§ **Задания**:
(a) Ответьте на вопросы по тексту о Высоцком:
(i) Какому началу в творчестве барда, по словам текста, уделяется меньше внимания?
(ii) Кто, согласно тексту, считал, что концерт у Высоцкого становится целостным текстом?
(iii) Когда Высоцкий, говоря об авторской песне, подчеркивал усиление в ней исповедальной, лирической составляющей?
(b) Перепишите без изменений отрывок из текста о Высоцком. Начните с места, где стоят слова «Ничипоров И. Б.», и остановитесь после слов «постепенно становится доминирующим.».

§ **Текст страницы**:
....................

Ничипоров И. Б. Значительное место в посвященных В.Высоцкому исследованиях всегда занимали размышления о многообразных "ролевых" героях его лирики, о "протеизме" как важнейшей черте художественного мышления поэта-актера. При этом меньше внимания уделяется рассмотрению собственно исповедального начала, которое в творчестве барда постепенно становится доминирующим.
Текстовое содержание песен Высоцкого предстает неотделимым не только от авторской музыкальной манеры, но и от тех комментариев, которыми поэт предварял или заключал их исполнение во время концерта: по мысли Вл.И.Новикова, сам концерт становится у Высоцкого целостным текстом [1] . Подобные автокомментарии нередко несли в себе именно исповедальную направленность. Так, в апреле 1972 года, высказываясь об авторской песне, Высоцкий подчеркивал усиление в ней, по сравнению с эстрадой, исповедальной, лирической составляющей: "Мне кажется, что она помогает — оттого, что легко запоминается – переносить какие-то невзгоды, – всегда «влезает в душу», отвечает настроению" [2] . А за несколько дней до смерти поэт так выразил смысл своих сценических выступлений: "У меня есть счастливая возможность, в отличие от других людей, такому большому количеству людей рассказывать о том, что меня беспокоит, прихватывает за горло, дергает по нервам, как по струнам, – я рассказываю только об этом" [3] . Показательно, что уже первые критики обратили внимание на исповедальный характер творческого взаимодействия поэта со слушательской аудиторией: Высоцкий "с гитарой – беседует, разговаривает. Манера общения Высоцкого – исповедальная" (В.И.Толстых[4] ).

....................

§ **Фрагменты набора данных**:
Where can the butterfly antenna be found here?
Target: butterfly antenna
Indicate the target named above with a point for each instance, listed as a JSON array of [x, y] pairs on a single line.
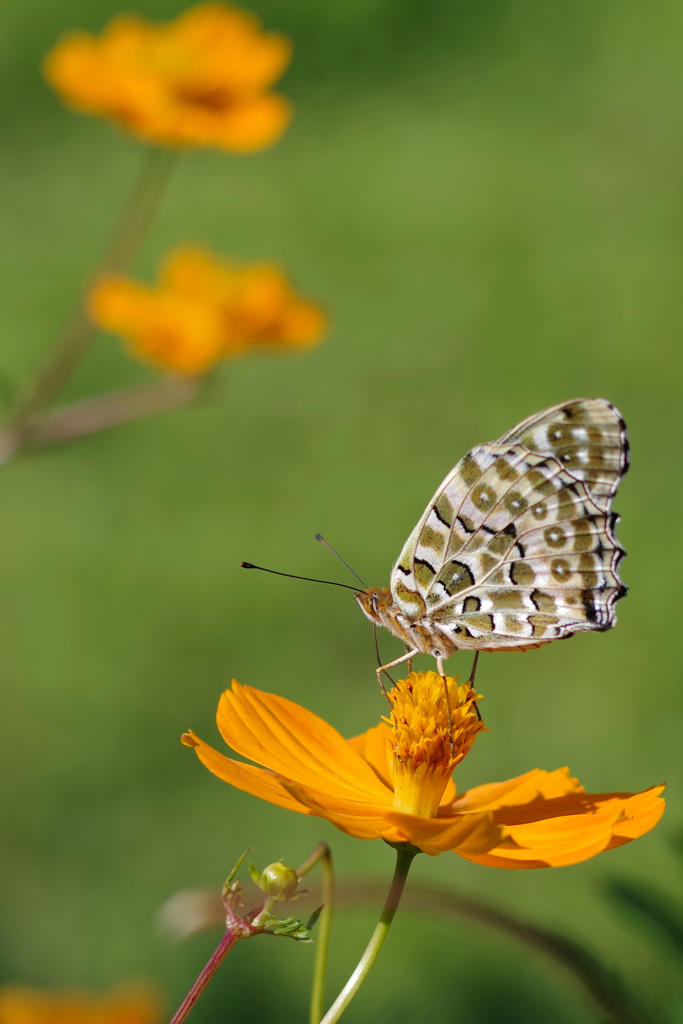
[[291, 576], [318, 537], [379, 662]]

....................

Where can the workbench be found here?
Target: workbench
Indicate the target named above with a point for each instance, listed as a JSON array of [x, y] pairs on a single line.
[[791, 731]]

....................

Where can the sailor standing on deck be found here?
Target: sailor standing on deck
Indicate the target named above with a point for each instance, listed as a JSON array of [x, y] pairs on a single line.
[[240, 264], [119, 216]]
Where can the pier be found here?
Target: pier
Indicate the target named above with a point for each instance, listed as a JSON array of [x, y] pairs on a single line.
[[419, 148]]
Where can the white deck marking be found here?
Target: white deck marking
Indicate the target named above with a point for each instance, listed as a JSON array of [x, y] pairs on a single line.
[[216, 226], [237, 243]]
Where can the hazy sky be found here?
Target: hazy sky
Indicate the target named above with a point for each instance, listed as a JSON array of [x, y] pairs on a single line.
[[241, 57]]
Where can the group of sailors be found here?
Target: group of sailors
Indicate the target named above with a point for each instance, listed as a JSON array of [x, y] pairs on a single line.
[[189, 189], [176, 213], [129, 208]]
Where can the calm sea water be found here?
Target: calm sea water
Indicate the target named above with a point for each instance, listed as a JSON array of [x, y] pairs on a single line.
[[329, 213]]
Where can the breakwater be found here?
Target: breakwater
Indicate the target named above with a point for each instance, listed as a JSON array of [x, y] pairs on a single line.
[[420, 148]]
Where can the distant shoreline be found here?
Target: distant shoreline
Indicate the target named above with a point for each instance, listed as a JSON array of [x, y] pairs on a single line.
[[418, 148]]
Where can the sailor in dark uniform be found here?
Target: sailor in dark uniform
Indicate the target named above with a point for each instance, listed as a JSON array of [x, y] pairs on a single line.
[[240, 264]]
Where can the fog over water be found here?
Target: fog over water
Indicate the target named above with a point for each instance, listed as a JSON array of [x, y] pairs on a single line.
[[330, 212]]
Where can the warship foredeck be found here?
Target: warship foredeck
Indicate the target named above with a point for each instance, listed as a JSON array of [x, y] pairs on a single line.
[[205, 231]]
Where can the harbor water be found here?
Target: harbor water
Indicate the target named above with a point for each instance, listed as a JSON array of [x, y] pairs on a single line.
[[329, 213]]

....................

§ **Ответы к заданиям**:
(a)
(i) Собственно исповедальному началу.
(ii) Вл.И.Новиков.
(iii) В апреле 1972 года.

(b)
Ничипоров И. Б. Значительное место в посвященных В.Высоцкому исследованиях всегда занимали размышления о многообразных "ролевых" героях его лирики, о "протеизме" как важнейшей черте художественного мышления поэта-актера. При этом меньше внимания уделяется рассмотрению собственно исповедального начала, которое в творчестве барда постепенно становится доминирующим.